WHAT YOU SHOULD DO: Please rewrite everything from the line containing "Q: For each instance of the dark jacket" down to the line containing "x=928 y=313", raising every x and y coordinate in the answers by 114 while keeping each item's wording, sample coordinates included, unchanged. Leave any pictures out of what you give back.

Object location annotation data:
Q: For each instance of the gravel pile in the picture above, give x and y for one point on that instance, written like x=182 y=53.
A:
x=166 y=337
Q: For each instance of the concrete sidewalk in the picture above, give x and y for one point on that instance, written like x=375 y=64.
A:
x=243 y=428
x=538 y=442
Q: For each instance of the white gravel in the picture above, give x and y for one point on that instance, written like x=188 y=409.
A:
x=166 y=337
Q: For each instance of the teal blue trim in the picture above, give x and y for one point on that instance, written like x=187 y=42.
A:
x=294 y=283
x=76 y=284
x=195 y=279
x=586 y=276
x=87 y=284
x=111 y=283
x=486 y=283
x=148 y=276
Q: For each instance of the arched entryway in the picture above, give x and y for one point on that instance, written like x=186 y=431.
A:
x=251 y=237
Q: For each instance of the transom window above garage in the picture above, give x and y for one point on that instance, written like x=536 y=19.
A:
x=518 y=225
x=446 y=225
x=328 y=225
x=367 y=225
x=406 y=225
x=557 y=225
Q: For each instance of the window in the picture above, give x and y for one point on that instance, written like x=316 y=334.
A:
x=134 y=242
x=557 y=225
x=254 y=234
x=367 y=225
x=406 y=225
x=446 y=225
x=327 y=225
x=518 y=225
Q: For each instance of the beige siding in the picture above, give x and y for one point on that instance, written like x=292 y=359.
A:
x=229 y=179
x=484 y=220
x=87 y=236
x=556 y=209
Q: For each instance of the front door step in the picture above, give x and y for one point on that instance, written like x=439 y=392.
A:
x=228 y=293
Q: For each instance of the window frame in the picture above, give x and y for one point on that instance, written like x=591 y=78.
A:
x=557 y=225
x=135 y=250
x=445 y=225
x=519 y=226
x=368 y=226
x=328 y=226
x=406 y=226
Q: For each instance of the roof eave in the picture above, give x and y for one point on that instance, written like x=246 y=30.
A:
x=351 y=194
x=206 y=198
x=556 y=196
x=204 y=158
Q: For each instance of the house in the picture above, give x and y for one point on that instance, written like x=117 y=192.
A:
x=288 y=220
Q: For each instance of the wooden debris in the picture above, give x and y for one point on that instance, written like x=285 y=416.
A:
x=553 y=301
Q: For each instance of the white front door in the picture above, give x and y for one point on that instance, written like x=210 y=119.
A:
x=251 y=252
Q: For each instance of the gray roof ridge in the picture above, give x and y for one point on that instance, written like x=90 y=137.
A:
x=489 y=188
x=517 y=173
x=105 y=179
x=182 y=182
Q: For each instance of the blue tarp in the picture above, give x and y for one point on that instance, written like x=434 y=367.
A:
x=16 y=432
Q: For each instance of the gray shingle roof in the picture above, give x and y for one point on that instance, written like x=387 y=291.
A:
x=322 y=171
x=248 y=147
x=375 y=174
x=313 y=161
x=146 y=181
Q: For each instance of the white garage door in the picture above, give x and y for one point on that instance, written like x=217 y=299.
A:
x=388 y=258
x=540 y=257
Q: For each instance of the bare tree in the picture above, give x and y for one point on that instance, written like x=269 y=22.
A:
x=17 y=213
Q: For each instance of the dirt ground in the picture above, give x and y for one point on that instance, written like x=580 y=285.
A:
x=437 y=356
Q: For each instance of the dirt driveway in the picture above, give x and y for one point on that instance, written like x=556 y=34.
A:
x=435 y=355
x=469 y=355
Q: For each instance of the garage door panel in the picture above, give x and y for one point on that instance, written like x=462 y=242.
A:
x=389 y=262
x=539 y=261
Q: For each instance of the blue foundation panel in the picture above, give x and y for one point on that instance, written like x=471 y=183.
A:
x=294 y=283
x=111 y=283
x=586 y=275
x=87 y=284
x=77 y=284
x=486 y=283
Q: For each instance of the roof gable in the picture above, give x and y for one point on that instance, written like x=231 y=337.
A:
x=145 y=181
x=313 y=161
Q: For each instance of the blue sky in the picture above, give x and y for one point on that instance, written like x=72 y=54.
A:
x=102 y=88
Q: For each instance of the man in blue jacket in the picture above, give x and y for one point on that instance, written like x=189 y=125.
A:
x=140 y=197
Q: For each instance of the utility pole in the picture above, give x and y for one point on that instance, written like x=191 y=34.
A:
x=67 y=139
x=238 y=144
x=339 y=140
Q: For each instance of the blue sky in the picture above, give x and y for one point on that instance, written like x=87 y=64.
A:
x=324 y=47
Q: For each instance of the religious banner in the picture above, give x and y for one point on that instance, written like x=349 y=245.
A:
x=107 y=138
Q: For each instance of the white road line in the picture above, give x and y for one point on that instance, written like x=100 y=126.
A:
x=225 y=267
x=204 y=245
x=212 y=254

---

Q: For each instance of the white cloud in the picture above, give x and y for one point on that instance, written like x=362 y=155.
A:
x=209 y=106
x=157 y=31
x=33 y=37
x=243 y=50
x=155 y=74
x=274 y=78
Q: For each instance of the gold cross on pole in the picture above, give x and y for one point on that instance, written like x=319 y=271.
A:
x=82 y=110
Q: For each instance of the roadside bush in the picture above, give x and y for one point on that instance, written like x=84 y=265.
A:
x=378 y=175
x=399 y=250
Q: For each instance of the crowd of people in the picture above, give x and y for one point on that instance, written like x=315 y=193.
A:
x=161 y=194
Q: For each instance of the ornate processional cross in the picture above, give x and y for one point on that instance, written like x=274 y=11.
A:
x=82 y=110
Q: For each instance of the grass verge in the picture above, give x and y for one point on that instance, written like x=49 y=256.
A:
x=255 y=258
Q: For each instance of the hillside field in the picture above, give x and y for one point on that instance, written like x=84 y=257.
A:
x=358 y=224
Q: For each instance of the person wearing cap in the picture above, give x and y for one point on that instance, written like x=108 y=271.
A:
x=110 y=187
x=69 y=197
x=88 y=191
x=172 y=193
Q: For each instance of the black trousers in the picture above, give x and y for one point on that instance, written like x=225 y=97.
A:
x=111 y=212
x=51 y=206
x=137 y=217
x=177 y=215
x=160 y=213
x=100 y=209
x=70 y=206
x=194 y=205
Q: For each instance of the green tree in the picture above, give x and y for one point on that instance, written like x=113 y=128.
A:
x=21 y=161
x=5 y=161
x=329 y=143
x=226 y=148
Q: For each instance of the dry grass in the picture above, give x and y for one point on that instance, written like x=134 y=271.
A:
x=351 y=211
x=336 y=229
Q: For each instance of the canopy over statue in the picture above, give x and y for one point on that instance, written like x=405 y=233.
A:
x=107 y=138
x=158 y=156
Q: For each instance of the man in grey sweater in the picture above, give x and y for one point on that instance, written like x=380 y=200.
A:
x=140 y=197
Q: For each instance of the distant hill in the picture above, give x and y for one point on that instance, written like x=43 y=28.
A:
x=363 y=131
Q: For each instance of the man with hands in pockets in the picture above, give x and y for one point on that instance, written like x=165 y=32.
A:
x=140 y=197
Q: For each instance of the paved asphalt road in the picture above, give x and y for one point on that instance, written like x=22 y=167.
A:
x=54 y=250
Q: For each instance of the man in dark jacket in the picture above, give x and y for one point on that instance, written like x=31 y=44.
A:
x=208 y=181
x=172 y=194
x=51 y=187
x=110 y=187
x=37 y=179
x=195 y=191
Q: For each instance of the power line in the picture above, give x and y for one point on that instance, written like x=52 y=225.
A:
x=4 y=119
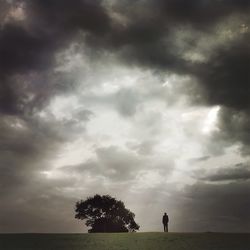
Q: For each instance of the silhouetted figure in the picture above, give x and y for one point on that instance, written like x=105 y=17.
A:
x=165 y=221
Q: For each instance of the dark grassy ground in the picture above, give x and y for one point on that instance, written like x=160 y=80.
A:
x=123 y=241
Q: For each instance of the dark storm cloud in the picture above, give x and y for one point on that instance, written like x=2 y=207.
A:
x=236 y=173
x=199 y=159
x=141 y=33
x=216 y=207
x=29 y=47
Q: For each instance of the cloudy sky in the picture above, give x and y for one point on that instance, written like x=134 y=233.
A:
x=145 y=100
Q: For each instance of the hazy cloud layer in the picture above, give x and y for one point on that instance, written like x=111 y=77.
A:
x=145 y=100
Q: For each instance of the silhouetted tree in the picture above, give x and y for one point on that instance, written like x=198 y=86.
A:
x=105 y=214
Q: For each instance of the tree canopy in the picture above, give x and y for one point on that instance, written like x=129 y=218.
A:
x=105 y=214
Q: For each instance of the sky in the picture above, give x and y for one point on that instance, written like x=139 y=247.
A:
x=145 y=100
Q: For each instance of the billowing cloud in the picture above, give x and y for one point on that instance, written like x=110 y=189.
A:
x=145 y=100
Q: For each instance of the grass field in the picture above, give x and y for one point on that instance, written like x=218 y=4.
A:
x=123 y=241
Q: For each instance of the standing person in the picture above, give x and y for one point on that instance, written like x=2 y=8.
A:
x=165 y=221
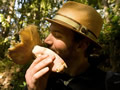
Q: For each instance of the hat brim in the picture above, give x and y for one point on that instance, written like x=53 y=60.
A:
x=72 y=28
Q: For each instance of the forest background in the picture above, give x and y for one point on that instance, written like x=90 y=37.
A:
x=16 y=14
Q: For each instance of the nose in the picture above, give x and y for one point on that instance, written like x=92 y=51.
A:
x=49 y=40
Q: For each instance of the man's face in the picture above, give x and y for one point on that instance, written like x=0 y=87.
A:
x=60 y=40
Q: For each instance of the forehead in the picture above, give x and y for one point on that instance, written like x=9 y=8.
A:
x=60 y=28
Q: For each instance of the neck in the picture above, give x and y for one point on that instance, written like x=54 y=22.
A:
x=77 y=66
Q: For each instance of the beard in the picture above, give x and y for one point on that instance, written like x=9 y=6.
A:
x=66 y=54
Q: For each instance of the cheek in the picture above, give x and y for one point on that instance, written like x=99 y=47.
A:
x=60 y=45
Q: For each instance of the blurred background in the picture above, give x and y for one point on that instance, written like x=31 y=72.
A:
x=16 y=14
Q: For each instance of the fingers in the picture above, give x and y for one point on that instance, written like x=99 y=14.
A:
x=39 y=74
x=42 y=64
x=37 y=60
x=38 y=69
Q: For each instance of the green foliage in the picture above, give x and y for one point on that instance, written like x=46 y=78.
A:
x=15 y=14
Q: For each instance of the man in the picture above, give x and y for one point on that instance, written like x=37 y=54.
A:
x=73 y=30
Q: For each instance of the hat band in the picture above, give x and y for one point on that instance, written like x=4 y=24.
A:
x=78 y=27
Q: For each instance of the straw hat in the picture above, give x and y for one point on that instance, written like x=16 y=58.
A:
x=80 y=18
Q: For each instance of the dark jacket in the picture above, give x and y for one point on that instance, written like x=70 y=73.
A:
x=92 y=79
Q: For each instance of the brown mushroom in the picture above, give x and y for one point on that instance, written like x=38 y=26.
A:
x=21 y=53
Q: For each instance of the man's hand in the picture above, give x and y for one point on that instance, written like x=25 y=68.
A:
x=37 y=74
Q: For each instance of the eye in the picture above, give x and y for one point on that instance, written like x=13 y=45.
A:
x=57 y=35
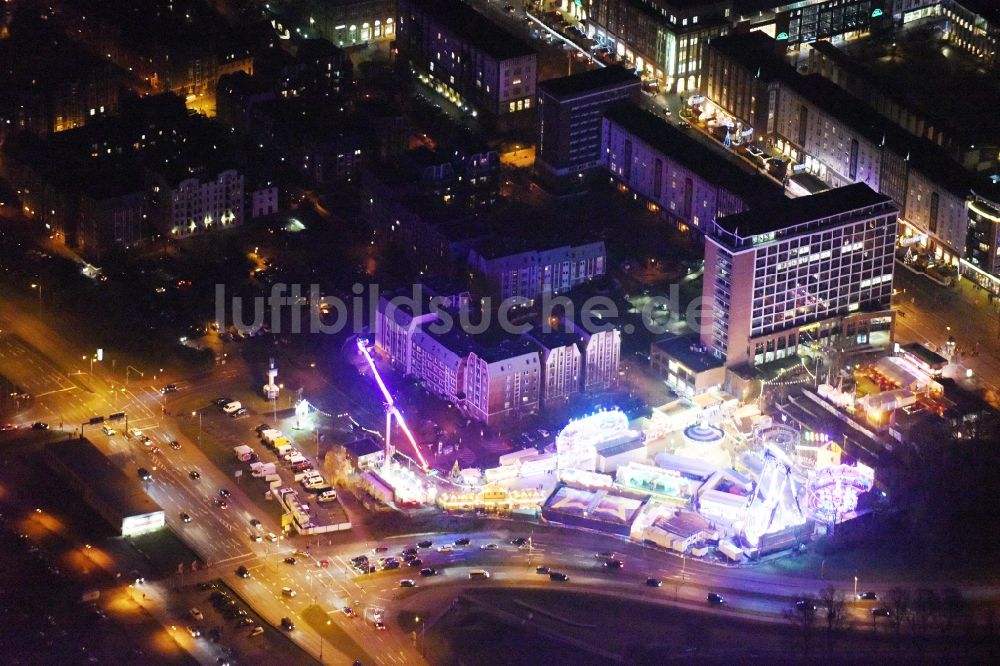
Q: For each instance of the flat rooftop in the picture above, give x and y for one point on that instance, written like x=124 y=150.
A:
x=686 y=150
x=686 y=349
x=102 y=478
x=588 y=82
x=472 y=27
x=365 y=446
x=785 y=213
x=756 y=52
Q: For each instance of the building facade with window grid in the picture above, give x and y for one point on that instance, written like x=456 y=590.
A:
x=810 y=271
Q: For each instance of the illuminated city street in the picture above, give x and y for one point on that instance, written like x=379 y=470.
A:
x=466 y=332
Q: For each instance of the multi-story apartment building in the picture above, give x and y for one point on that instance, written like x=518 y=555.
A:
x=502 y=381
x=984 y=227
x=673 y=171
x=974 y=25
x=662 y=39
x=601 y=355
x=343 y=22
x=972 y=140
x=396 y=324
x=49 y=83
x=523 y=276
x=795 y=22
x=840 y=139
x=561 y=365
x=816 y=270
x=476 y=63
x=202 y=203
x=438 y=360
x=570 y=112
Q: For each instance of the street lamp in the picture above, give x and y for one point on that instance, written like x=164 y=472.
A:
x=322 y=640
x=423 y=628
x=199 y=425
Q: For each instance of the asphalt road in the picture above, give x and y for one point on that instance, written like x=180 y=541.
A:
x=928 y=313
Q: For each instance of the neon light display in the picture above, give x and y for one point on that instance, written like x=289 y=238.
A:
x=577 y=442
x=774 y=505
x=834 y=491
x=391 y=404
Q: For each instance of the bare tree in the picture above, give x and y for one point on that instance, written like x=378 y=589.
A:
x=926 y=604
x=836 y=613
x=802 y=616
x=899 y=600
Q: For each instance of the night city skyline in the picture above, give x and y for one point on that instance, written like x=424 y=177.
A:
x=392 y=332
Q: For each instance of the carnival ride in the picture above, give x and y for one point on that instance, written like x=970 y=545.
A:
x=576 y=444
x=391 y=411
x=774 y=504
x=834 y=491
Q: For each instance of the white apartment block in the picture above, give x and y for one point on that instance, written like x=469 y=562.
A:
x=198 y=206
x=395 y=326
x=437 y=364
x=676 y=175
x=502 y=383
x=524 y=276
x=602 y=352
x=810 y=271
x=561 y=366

RESPONSE TO THE TASK:
Q: For each instance of the dark jacket in the picture above, give x and y for one point on that instance, written like x=70 y=73.
A:
x=206 y=193
Q: For each instance of the brown mushroom in the picture above, give x and y for one point on that instance, written like x=38 y=26.
A:
x=135 y=167
Q: For each instance of the man's hand in the picture above, give x and y for one point on that instance, written like x=25 y=68.
A:
x=151 y=188
Q: For each instance of the eye in the picture above, give x and y for one point on that instance, written like x=13 y=45.
A:
x=171 y=149
Q: For each instance of the flat rooftop in the picture above, give x and y for one point on that instance, written like x=124 y=150.
A:
x=800 y=264
x=800 y=463
x=216 y=592
x=702 y=196
x=586 y=141
x=479 y=560
x=899 y=327
x=870 y=166
Q: For each instance of the building facade with window grid in the picture above, give x and y for one point on that instance, written like x=456 y=590.
A:
x=924 y=385
Q: For each instance of the illuminated city street in the picture above, give x and y for one point on that instance, written like x=379 y=470.
A:
x=580 y=446
Q: For each instance of the multi-story apartment building in the picture above, give x and y for one point on that instance, written like x=518 y=555.
A:
x=616 y=495
x=1098 y=341
x=787 y=285
x=1088 y=139
x=776 y=153
x=715 y=469
x=457 y=136
x=1086 y=254
x=510 y=438
x=163 y=197
x=637 y=390
x=909 y=136
x=954 y=253
x=675 y=479
x=930 y=384
x=590 y=177
x=316 y=317
x=552 y=474
x=684 y=226
Q: For each instance of the street lamp in the picture above, give x and y for one point on that instance, written like x=164 y=472.
A:
x=436 y=754
x=537 y=742
x=313 y=539
Q: For each instance of the asphalt road in the picture above, give x and y for one point on that instance, written like x=180 y=541.
A:
x=1042 y=427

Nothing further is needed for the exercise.